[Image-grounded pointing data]
>>>
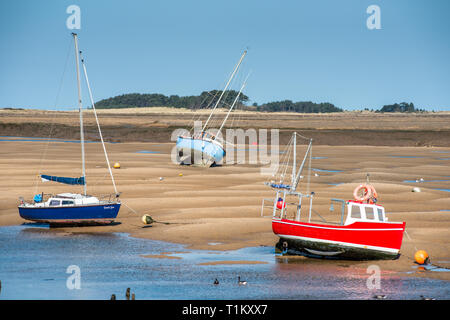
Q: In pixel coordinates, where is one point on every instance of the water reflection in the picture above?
(34, 260)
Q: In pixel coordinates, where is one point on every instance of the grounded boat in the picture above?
(363, 233)
(73, 208)
(205, 148)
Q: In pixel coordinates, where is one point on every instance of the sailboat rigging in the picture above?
(73, 208)
(205, 148)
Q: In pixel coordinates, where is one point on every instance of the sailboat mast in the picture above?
(80, 108)
(297, 179)
(226, 87)
(234, 102)
(294, 160)
(98, 125)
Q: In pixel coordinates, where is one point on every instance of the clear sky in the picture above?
(320, 51)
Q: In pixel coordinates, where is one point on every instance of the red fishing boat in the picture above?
(363, 232)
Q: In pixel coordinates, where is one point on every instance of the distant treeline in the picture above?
(208, 99)
(400, 107)
(203, 101)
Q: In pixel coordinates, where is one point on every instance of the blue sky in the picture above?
(319, 51)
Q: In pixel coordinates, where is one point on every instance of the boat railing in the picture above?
(265, 206)
(110, 198)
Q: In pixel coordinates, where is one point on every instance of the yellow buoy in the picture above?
(421, 257)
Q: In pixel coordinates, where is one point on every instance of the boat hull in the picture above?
(199, 152)
(72, 215)
(356, 241)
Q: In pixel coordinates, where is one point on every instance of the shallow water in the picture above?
(147, 151)
(38, 139)
(34, 260)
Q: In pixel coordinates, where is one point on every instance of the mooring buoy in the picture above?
(147, 219)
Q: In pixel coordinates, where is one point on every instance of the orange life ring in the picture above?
(367, 192)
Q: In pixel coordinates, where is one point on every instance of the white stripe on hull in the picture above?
(347, 244)
(334, 228)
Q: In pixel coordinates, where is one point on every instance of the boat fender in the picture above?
(285, 247)
(281, 204)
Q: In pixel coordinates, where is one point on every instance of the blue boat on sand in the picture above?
(205, 148)
(73, 208)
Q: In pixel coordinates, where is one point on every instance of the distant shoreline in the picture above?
(156, 124)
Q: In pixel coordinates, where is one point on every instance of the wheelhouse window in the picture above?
(369, 213)
(355, 212)
(380, 214)
(54, 203)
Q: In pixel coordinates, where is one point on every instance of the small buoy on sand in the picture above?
(421, 257)
(146, 219)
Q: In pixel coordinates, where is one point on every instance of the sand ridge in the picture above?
(223, 204)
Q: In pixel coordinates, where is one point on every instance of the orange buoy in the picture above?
(281, 204)
(421, 257)
(367, 192)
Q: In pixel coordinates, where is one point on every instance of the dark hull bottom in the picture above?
(331, 251)
(72, 216)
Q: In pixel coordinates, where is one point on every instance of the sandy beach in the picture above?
(220, 208)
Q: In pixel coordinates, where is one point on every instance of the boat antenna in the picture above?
(98, 124)
(80, 107)
(226, 87)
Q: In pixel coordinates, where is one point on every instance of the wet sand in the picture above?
(220, 208)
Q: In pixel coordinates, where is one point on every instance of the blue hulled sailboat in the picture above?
(74, 208)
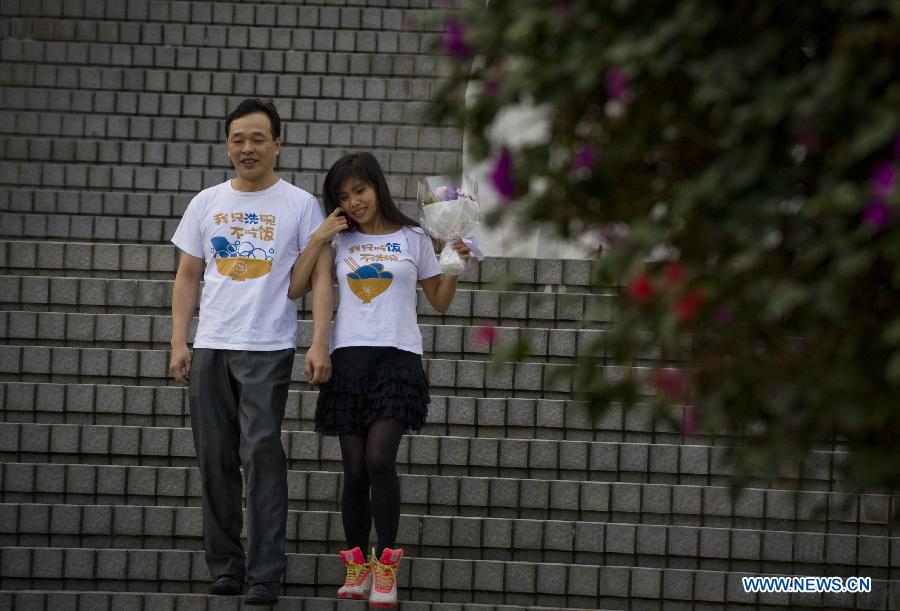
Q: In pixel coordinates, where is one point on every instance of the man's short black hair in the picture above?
(251, 105)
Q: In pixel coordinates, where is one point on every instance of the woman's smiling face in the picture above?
(358, 200)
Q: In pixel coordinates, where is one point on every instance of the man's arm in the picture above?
(318, 362)
(184, 304)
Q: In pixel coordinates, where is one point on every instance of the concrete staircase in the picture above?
(512, 497)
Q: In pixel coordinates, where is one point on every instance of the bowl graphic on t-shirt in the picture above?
(369, 281)
(230, 263)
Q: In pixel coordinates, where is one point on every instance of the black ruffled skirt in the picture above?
(370, 383)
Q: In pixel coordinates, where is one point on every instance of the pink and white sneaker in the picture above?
(358, 581)
(384, 594)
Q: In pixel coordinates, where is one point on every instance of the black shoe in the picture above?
(225, 585)
(262, 594)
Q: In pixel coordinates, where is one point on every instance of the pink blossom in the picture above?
(674, 273)
(640, 289)
(671, 383)
(585, 155)
(486, 334)
(877, 214)
(687, 307)
(501, 176)
(617, 85)
(454, 40)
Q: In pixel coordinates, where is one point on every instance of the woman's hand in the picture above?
(333, 224)
(463, 250)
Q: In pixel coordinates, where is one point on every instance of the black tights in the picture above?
(371, 486)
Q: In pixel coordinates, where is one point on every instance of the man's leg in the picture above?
(214, 424)
(264, 379)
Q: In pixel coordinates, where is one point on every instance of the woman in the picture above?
(378, 389)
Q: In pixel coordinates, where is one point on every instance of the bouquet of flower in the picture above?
(449, 211)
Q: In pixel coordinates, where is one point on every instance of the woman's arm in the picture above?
(318, 361)
(303, 266)
(439, 290)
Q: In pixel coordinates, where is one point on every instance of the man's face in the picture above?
(251, 148)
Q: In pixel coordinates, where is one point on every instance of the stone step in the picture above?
(296, 28)
(167, 406)
(182, 133)
(421, 579)
(445, 341)
(44, 600)
(471, 305)
(487, 497)
(382, 15)
(420, 454)
(152, 261)
(466, 377)
(504, 539)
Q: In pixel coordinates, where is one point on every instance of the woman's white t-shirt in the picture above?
(249, 241)
(376, 277)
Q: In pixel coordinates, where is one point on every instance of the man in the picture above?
(242, 238)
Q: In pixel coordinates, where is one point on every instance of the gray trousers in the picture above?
(237, 401)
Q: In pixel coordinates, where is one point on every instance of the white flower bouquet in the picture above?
(449, 211)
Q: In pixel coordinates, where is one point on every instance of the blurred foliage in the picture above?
(740, 164)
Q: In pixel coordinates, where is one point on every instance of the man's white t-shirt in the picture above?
(376, 277)
(250, 241)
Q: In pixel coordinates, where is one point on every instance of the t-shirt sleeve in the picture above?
(310, 218)
(426, 263)
(189, 235)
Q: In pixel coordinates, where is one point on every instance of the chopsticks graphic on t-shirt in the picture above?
(353, 265)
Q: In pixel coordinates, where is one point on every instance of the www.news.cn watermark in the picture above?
(810, 585)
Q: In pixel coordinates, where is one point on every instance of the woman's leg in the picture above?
(355, 508)
(381, 459)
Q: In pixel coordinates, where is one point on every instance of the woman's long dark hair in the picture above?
(365, 168)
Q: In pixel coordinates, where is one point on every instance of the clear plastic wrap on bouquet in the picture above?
(449, 211)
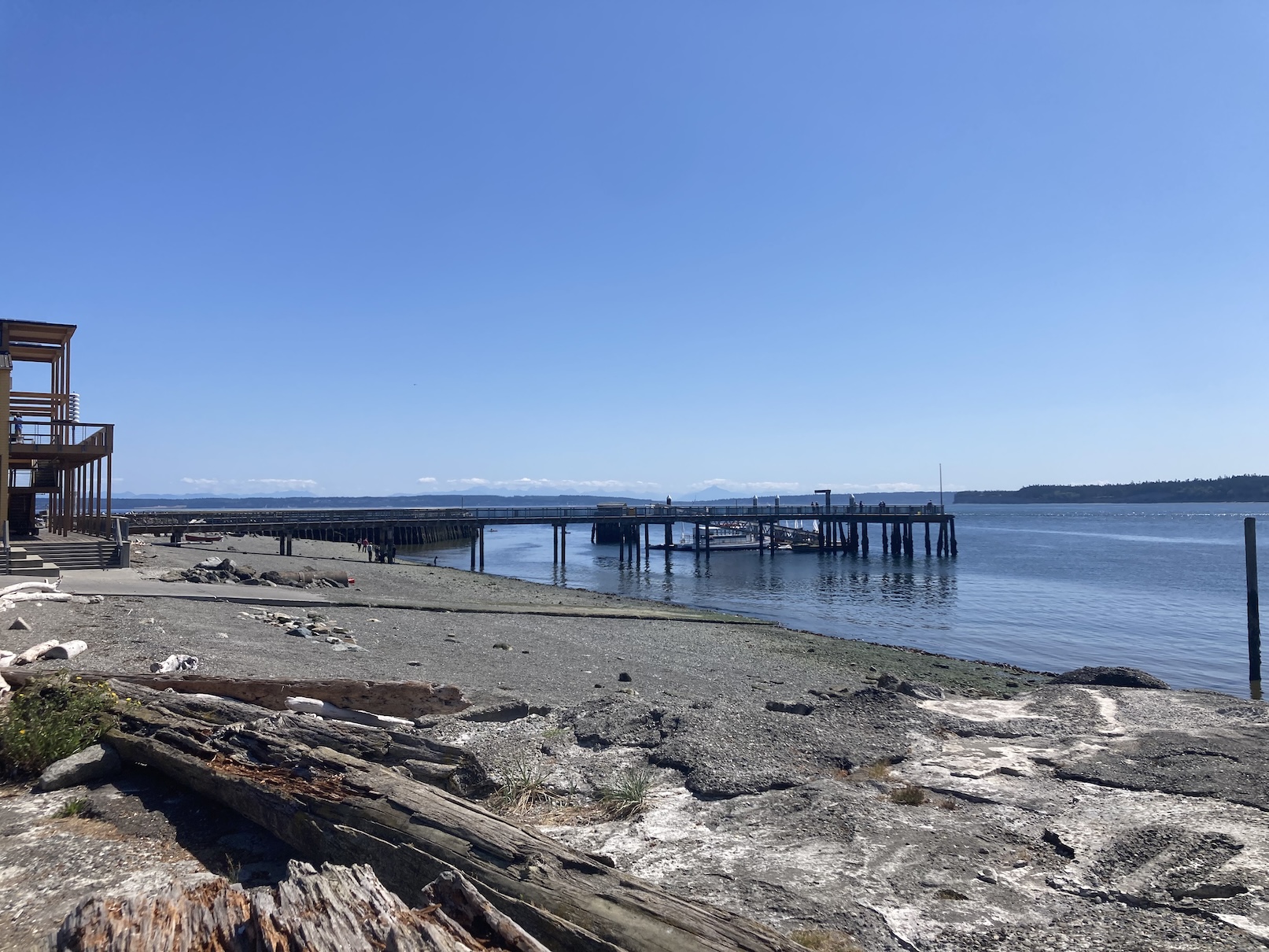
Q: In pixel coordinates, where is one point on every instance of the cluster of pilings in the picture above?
(898, 536)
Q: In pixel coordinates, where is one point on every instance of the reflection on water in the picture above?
(1156, 587)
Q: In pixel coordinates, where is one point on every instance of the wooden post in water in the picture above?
(1249, 541)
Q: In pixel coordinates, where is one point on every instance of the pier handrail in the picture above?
(655, 511)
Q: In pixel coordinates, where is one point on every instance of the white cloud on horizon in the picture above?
(268, 485)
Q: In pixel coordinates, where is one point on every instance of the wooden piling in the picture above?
(1249, 541)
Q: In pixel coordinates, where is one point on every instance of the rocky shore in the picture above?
(855, 795)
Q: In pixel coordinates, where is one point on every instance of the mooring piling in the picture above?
(1249, 541)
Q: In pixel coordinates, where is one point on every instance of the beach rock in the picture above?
(920, 689)
(65, 651)
(797, 707)
(175, 662)
(1112, 678)
(91, 763)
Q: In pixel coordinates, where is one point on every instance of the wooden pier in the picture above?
(838, 528)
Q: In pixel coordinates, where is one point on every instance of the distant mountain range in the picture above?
(1227, 489)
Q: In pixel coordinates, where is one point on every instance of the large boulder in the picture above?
(1112, 678)
(91, 763)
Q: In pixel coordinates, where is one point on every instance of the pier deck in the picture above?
(836, 527)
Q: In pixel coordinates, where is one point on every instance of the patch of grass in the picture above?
(908, 795)
(523, 788)
(629, 796)
(876, 771)
(825, 941)
(50, 718)
(76, 806)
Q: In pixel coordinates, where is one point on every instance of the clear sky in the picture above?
(644, 248)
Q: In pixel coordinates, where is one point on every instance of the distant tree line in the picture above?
(1227, 489)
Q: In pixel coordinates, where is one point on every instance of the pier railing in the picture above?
(655, 513)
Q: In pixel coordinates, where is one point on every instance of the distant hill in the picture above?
(1227, 489)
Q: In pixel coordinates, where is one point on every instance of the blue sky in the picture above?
(397, 248)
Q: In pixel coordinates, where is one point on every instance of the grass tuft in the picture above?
(908, 795)
(825, 941)
(629, 796)
(523, 788)
(50, 718)
(75, 807)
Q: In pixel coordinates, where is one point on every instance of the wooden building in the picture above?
(51, 463)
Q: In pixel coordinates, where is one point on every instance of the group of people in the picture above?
(376, 552)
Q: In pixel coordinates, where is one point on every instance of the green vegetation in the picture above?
(1227, 489)
(908, 795)
(78, 806)
(524, 786)
(50, 718)
(629, 796)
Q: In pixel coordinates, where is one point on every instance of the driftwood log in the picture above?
(339, 909)
(345, 794)
(397, 699)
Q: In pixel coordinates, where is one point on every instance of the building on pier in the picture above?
(51, 461)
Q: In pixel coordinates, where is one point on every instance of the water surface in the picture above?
(1049, 587)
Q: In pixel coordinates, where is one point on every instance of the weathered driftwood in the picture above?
(395, 699)
(324, 709)
(339, 807)
(338, 909)
(403, 749)
(33, 653)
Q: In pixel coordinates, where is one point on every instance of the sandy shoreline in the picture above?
(776, 755)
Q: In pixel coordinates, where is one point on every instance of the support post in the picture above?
(1249, 541)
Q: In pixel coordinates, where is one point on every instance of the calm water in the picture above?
(1047, 587)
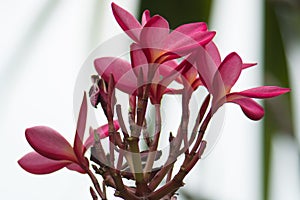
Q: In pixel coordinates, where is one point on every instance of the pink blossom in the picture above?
(53, 151)
(153, 35)
(220, 77)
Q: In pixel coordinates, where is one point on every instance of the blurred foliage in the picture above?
(278, 118)
(178, 12)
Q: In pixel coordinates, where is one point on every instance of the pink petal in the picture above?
(154, 32)
(213, 52)
(206, 68)
(138, 60)
(81, 123)
(230, 70)
(247, 65)
(145, 17)
(167, 68)
(76, 167)
(124, 76)
(36, 164)
(102, 132)
(191, 28)
(182, 44)
(127, 22)
(49, 143)
(251, 109)
(264, 92)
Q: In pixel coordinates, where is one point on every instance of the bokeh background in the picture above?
(44, 43)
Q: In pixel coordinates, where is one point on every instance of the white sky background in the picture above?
(41, 53)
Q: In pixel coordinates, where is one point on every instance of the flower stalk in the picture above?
(159, 58)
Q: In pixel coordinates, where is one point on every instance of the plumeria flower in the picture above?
(127, 77)
(219, 78)
(153, 35)
(53, 151)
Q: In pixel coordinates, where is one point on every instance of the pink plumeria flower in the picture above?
(219, 78)
(53, 151)
(153, 35)
(126, 74)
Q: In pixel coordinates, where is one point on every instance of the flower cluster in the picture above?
(158, 57)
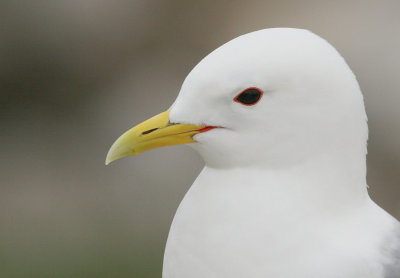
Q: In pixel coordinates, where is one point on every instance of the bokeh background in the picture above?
(75, 74)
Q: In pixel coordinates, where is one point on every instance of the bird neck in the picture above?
(327, 182)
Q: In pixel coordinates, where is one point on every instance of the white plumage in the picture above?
(283, 193)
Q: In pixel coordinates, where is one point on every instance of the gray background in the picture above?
(76, 74)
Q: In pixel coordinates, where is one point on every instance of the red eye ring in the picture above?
(249, 97)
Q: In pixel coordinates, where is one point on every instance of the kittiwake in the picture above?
(279, 119)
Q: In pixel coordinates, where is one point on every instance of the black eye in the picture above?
(250, 96)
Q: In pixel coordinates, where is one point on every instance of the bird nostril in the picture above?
(149, 131)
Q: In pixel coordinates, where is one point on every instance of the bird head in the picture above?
(271, 97)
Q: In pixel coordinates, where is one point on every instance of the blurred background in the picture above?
(75, 74)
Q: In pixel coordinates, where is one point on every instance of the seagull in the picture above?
(279, 120)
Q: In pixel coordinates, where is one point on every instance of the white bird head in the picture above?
(272, 97)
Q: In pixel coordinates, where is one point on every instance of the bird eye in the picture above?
(250, 96)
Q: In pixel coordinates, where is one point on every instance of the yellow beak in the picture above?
(154, 133)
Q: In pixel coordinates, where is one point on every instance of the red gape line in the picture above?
(207, 128)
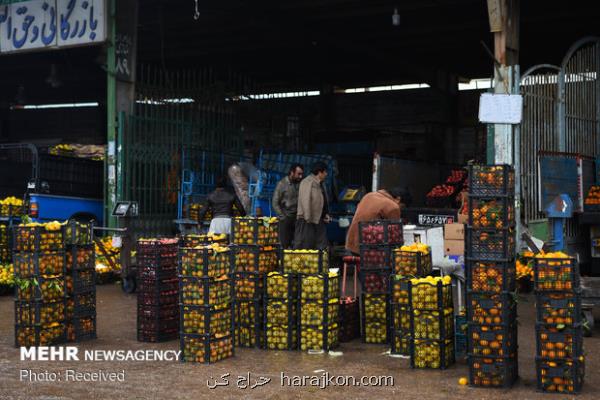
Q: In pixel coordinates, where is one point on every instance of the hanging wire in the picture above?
(196, 10)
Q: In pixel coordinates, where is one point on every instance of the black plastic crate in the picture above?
(491, 180)
(321, 337)
(556, 274)
(80, 281)
(380, 232)
(158, 312)
(40, 288)
(349, 319)
(375, 256)
(437, 325)
(39, 313)
(81, 305)
(281, 312)
(282, 286)
(432, 296)
(431, 354)
(491, 212)
(78, 233)
(400, 342)
(493, 372)
(375, 331)
(205, 291)
(558, 308)
(375, 307)
(35, 264)
(411, 263)
(40, 335)
(557, 342)
(492, 340)
(375, 281)
(80, 258)
(248, 286)
(249, 230)
(318, 287)
(249, 312)
(320, 312)
(206, 320)
(491, 276)
(491, 309)
(204, 262)
(560, 376)
(81, 328)
(249, 336)
(256, 259)
(37, 238)
(281, 337)
(490, 244)
(305, 261)
(400, 288)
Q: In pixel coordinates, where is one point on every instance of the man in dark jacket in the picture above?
(285, 204)
(221, 202)
(311, 232)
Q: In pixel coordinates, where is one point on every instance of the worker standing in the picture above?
(285, 204)
(311, 232)
(221, 202)
(382, 204)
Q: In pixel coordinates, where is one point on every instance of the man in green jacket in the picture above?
(285, 204)
(311, 232)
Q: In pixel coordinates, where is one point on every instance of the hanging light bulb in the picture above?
(396, 18)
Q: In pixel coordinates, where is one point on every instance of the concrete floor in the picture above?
(174, 380)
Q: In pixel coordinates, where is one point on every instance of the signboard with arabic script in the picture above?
(46, 24)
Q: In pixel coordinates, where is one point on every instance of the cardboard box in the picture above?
(454, 231)
(454, 247)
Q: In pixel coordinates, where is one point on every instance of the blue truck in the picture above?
(53, 187)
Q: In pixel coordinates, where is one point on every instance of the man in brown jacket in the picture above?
(382, 204)
(311, 232)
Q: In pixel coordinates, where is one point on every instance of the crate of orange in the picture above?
(491, 276)
(491, 244)
(560, 376)
(558, 308)
(492, 372)
(492, 340)
(491, 309)
(559, 342)
(492, 180)
(491, 213)
(555, 272)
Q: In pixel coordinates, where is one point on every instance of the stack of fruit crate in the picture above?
(157, 290)
(432, 322)
(377, 240)
(256, 252)
(491, 277)
(560, 361)
(206, 304)
(281, 311)
(319, 311)
(80, 281)
(408, 262)
(40, 296)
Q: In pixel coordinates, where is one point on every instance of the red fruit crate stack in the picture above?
(491, 277)
(157, 290)
(377, 239)
(560, 360)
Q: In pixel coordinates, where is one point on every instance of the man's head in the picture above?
(296, 173)
(319, 170)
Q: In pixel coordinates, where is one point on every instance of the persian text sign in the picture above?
(41, 24)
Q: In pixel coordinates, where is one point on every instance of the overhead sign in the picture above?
<<<
- _WHAT THE TASK REQUIRES_: An exact copy of the line containing "text sign in the picture above?" and all lines after it, through the last line of the entries, is the required answer.

- _ANSWER BELOW_:
Q: In pixel coordinates, where is one point on every instance of the persian text sign in the picture above?
(41, 24)
Q: In pixel coordinates, where is one point on every instance of the overhead sign in the picture above?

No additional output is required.